READING PASSAGE:
Published on Apr 20, 2023 by Lee Streu

GM Ditching Apple CarPlay and Android Auto on EVs, a move that could net GM billions 

Situation:

Apple CarPlay and Android Auto enable drivers to use a phone’s app functionality on their vehicle’s built-in display for things like getting directions, controlling music, making calls, and receiving messages.  More than 90% of new vehicles produced for the U.S. market had Apple CarPlay and Android Auto installed in 2022. 

However, GM will not offer these apps on new EV models.  Instead, GM wants to transition drivers into its own digital ecosystem. GM claims its software offers more built-in functionality than what drivers get through their smartphone apps.  For example, GM’s software allows drivers to reach more deeply into a vehicle’s controls with smart suggestions in map mode that monitors the vehicle’s speed and performance and then suggests the best time & place to re-charge along a planned route. New vehicles will receive new digital features and services similar to how phone users can download apps.  This allows vehicle manufacturers like GM to generate revenue long after selling the vehicle.  The payoff to GM is predicted in the billions.  GM believes an add-on feature for hands-free lane-change could generate $20 billion to $25 billion in revenue annually by 2030*. 

Research Objective:  

At this early development stage, let’s assume that GM’s primary business issue is determining the types of digital features it should develop and market to maximize interest and minimize its potential to alienate current Apple CarPlay and Android Auto users.  Let’s also assume that other business decisions like pricing and UX are determined later in separate workstreams.  Given this, let’s set the research objectives as: 1) prioritize long lists of digital features to develop based on driver interest, 2) understand the combination of digital features that maximizes reach to the broadest population, and 3) identify & profile distinct groupings of drivers based on their digital feature preferences.

SOURCE MATERIAL:
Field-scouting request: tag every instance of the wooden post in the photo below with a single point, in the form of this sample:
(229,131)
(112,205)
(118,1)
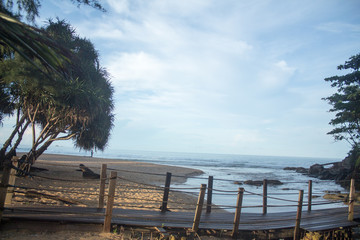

WRITTEN TASKS:
• a. According to the article on GM dropping Apple CarPlay and Android Auto, what share of new vehicles built for the U.S. market had both apps installed in 2022?
• b. Please resume the article on GM dropping Apple CarPlay and Android Auto, picking up right after its final sentence.

WRITTEN ANSWERS:
• a. More than 90%.

• b.
Research Design:

First, sampling.  We want to include current EV drivers who do not reject purchasing another EV vehicle and those who do not currently have an EV vehicle but demonstrate at least some interest in purchasing an EV vehicle.  We also want to include Apple CarPlay and Android Auto users and non-users.  There will also be other controls for age, gender, geography, and income or other proxy for EV vehicle purchase price.  Bottom-line, we want the consumers in the research to represent a broad mix of consumers who would be in GM’s target market for an EV vehicle purchase. 

Next, research design.  For the objectives described, Socratic recommends using a multi-response MaxDiff analysis and then applying segmentation modeling on the MaxDiff results to identify distinct sub-groups based on their digital feature preferences.  This approach allows GM to make development decisions based on the broader population but also allows GM to investigate distinct sub-groups according to their relative sizes, digital feature preferences, demographics, vehicle buying preferences, and attitudes.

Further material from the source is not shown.